__Prompt__.
Every word in the data below belongs in your copy, exactly as given; the pictures do not.

Records from a data collection
|---|
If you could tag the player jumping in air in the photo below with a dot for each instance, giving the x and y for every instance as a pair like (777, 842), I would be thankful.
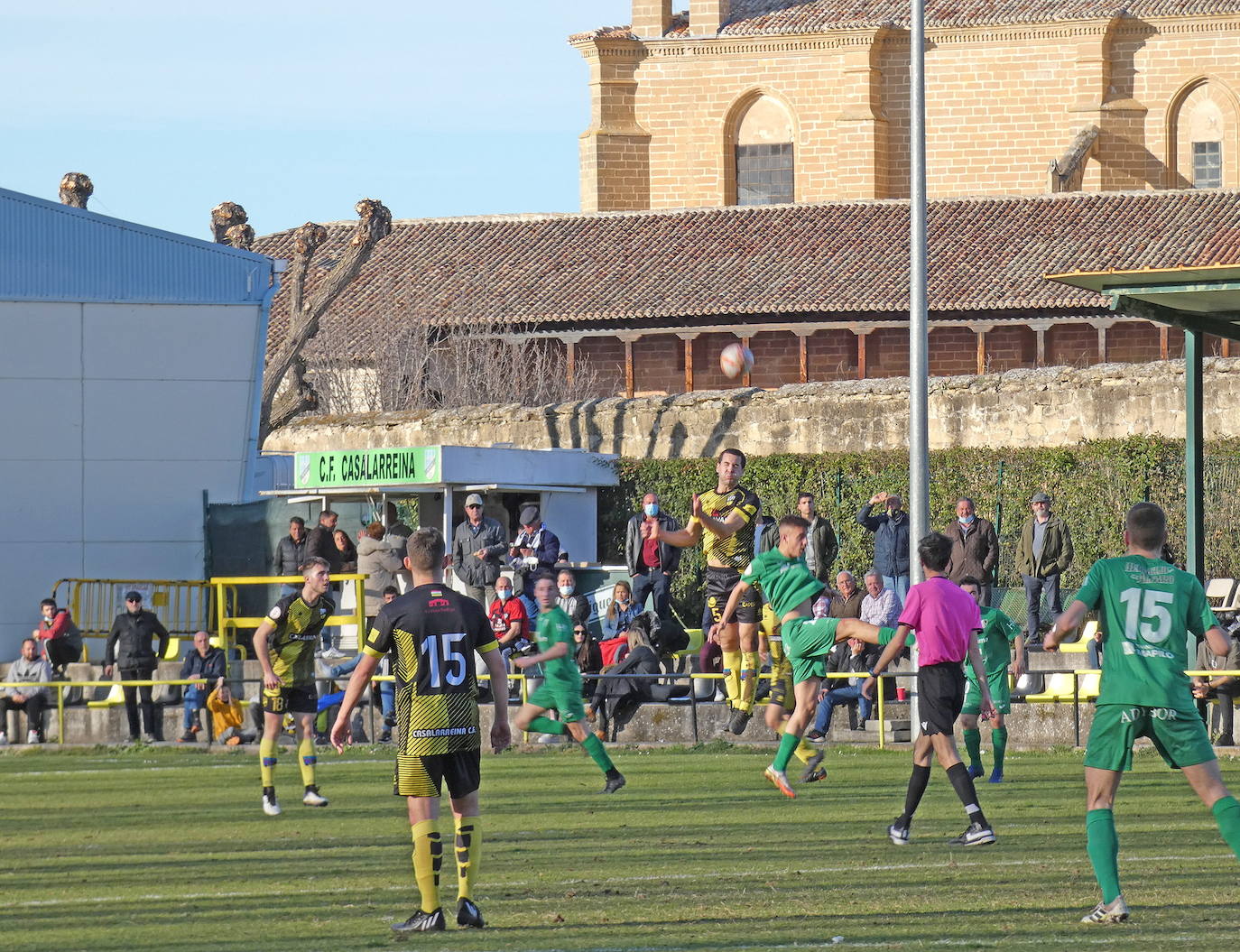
(284, 645)
(998, 635)
(947, 621)
(1146, 607)
(784, 579)
(723, 521)
(431, 633)
(562, 684)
|---|
__Answer section__.
If you could tag the player jumping in air in the photo below with a dot for each instance, giving the x and y for every instance as a pair like (777, 842), I would be thankful.
(284, 645)
(998, 635)
(947, 621)
(1146, 607)
(784, 579)
(723, 521)
(431, 633)
(562, 684)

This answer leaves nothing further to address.